-- BEGIN TEXT SEGMENT --

ONTAP Discussions

Seeking DR Procedures on CDOT

dragontiger
11,150 Views

We have two clusters, one is in Primary site, and the other in DR site.

 

NFS is the primary protocol, and then CIFS, as well as some ISCSI. Those DR required have been replicated onto DR cluster.

 

Off top of my head, the following is what I can think of:
1. Should we have identical names for vservers and/or volumes etc during normal time? If not, then we would have to manually create vservers and/or volmes during DR, correct?

2. in 7-MODE, in CIFS situation, I can use the file /etc/cifsconfig_share.cfg, and edit the file to add cifs shares on DR filer. Now in CDOT, this file is no longer exisit, then I would have to manually set shares up, correct?

 

 

Can somebody please provide procedures on what needs to be done for failing over to DR site and then DR site will be becoming Primary site?

 

If somebody have such experience, appreciate sharing.

 

Thanks!

 

 

 

10 REPLIES 10

YIshikawa
11,065 Views
You have to create SVMs(vservers) and volumes for SnapMirror manually. Name of them does not need to be identical on both side.
CIFS configuration an making share is also needed on DR side manually. It's boreing work!!

netappmagic
11,057 Views

vserver, volumes,  CIFS shares and SM replication need to be created/set up in DR site during normal time. I am asking what we need to do during DR / DR Exercise.

 

volume names could be different, but mount points should be the same. Correct?

vserver names could be different as well, since we just need to change DNS names. Correct?

-- END TEXT SEGMENT --
-- BEGIN RAW DATA --

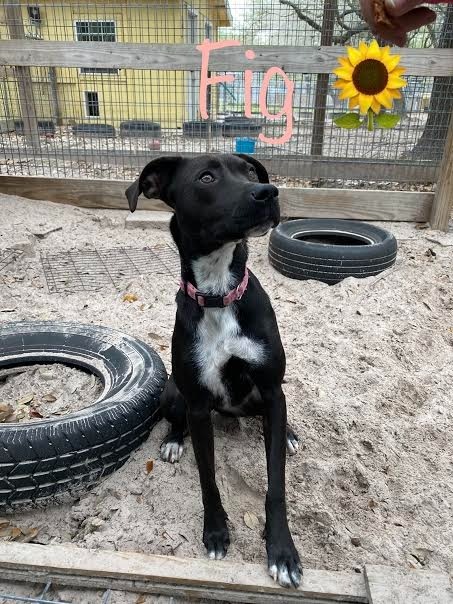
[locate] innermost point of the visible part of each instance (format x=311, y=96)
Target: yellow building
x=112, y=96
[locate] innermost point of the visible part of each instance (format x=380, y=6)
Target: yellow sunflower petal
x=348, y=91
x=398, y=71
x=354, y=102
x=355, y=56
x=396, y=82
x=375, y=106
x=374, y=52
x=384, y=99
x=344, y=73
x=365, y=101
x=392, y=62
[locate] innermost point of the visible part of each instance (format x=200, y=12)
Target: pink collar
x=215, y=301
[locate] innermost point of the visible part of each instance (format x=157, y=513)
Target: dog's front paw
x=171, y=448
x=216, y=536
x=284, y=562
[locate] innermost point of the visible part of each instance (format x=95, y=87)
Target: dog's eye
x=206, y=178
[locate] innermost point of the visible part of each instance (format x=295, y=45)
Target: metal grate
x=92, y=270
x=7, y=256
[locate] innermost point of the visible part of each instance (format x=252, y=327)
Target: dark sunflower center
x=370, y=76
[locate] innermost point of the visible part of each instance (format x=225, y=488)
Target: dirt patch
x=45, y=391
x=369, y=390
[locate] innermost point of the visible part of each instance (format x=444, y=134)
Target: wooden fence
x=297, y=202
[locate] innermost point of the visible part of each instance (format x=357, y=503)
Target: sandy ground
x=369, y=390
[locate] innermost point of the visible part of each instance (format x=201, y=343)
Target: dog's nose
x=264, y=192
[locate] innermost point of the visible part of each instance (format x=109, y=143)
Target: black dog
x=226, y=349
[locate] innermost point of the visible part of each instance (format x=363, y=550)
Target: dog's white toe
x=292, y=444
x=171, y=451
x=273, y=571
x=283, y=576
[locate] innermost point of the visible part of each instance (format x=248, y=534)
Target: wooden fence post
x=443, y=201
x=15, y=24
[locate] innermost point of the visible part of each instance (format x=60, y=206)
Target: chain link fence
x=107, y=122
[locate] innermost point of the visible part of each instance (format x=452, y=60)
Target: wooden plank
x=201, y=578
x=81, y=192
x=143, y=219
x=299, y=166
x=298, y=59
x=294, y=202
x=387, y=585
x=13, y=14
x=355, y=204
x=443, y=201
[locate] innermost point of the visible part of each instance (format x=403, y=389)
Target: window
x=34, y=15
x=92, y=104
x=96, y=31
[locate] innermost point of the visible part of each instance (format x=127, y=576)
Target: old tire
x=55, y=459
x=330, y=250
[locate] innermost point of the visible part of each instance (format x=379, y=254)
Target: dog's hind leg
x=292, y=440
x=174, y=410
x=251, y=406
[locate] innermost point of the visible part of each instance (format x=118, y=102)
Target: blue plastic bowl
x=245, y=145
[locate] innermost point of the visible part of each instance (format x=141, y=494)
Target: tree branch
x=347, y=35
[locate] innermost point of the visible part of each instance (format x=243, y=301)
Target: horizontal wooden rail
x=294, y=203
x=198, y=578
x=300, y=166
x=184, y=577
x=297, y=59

-- END RAW DATA --

* WHAT THIS EXERCISE ASKS *
a) In the DR procedures thread, which file could be edited in 7-Mode to add CIFS shares on the DR filer?
b) Translate this sentence from the DR procedures thread into Spanish: "We have two clusters, one is in Primary site, and the other in DR site."

* SET OF ANSWERS *
a) /etc/cifsconfig_share.cfg

b) Tenemos dos clústeres, uno está en el sitio primario y el otro en el sitio de DR.